Assignment — In this exercise, every entry below is to be reproduced word for word.

Data provided —
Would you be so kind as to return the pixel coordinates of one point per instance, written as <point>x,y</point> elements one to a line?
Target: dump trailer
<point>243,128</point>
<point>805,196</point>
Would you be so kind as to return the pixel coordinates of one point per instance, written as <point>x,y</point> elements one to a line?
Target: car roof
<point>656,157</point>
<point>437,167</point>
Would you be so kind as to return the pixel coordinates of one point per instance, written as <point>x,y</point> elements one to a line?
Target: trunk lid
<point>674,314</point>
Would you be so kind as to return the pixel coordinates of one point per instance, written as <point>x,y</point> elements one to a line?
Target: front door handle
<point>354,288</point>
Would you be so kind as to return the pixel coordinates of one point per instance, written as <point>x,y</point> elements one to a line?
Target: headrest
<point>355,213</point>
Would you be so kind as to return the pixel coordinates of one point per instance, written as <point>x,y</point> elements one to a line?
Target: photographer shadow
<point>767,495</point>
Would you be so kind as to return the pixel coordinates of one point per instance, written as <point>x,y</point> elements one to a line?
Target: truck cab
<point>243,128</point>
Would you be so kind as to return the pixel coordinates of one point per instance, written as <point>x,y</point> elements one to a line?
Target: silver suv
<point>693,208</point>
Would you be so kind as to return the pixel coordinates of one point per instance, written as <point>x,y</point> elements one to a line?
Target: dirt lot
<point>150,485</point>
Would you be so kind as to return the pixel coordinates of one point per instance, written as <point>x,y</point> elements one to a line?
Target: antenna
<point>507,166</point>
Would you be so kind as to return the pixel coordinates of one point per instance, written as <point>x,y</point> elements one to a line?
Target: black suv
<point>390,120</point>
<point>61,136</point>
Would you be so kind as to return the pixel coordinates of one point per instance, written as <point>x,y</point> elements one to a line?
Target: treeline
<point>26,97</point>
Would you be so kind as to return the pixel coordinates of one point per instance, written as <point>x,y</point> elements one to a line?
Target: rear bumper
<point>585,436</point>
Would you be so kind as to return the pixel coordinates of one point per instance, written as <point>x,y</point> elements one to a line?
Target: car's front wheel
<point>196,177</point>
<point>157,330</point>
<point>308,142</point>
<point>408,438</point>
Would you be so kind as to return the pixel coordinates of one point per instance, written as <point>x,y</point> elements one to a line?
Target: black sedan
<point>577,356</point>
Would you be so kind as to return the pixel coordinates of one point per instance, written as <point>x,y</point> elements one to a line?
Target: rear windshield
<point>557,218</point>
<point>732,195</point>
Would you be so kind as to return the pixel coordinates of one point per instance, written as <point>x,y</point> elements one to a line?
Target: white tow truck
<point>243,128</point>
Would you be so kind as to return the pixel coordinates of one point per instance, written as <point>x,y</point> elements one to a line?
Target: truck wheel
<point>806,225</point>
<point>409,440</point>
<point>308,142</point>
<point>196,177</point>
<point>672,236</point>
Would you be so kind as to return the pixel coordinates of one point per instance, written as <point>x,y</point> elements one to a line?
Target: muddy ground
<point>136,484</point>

Answer area —
Would you be so kind as to return the pixel coordinates of one point per instance, written as <point>x,y</point> elements one to a line?
Target: dump trailer
<point>243,128</point>
<point>805,196</point>
Would you be so kind as to return the pixel coordinates of one point per instance, written as <point>x,y</point> elements one to a line?
Target: car roof
<point>656,157</point>
<point>437,167</point>
Would you be so kind as to return the pixel coordinates of one point per instance, written as <point>x,y</point> elements one to a line?
Target: trunk lid
<point>674,314</point>
Would you be so kind as to return the pixel coordinates of one point per instance, written as <point>x,y</point> elements one to a line?
Target: front door handle
<point>354,288</point>
Would you be so kind as to return the pixel coordinates of one point per instance, written as <point>x,y</point> elements one to a line?
Target: headrest
<point>355,213</point>
Would you be so kind as to return the pixel coordinates of one point per instance, written as <point>x,y</point> elements one to a line?
Target: photographer shadow
<point>767,495</point>
Would you be so kind as to return the pixel coordinates of one point per instance, written as <point>x,y</point> elements one to a line?
Target: truck cab
<point>243,128</point>
Would you be so kind as to return the pixel coordinates of one point per instance, written as <point>x,y</point> elements one to a line?
Target: silver suv
<point>693,208</point>
Would you be so kind as to return the pixel coordinates of one point per instance, written as <point>x,y</point> elements one to a line?
Target: dirt lot
<point>150,485</point>
Would you be so kind as to return the pixel coordinates of one point per instance, written as <point>x,y</point> elements one to a line?
Target: antenna
<point>507,166</point>
Would you be so kind as to return the pixel coordinates of one point per instance, written as <point>x,y</point> elements one to a line?
Target: black suv
<point>390,120</point>
<point>61,136</point>
Would you be so kind as to return the pixel coordinates of one point per instance, written as <point>x,y</point> elements one to a line?
Target: treeline
<point>26,97</point>
Would you be so kind as to return the pixel coordinates of one point per instance, written as <point>x,y</point> elements one to a line?
Target: rear bumper
<point>585,436</point>
Would you be so kind as to return the pixel coordinates of one point per instance, written as <point>x,y</point> elements one to a line?
Target: car's front wheel
<point>196,177</point>
<point>157,330</point>
<point>308,142</point>
<point>408,438</point>
Would you be so kind as to return the pixel coordinates of one point per instance, written as <point>x,y</point> elements one to a line?
Target: black sedan
<point>577,356</point>
Would you be so kind as to return the pixel coordinates of one point per instance, written as <point>x,y</point> elements one to a line?
Target: rear windshield
<point>557,218</point>
<point>732,195</point>
Would you be so kind as to return the pixel coordinates of one point per instance, written as <point>x,y</point> elements one to a line?
Target: white tow truck
<point>243,128</point>
Would you be so kind as to return the pixel coordinates of one point per instance, written as <point>x,y</point> elements one to a line?
Target: truck wheel
<point>806,225</point>
<point>409,440</point>
<point>308,142</point>
<point>196,177</point>
<point>672,236</point>
Would you be so kind as to return the pixel coordinates of one point per instance, written as <point>x,y</point> elements one to a line?
Target: muddy ground
<point>136,484</point>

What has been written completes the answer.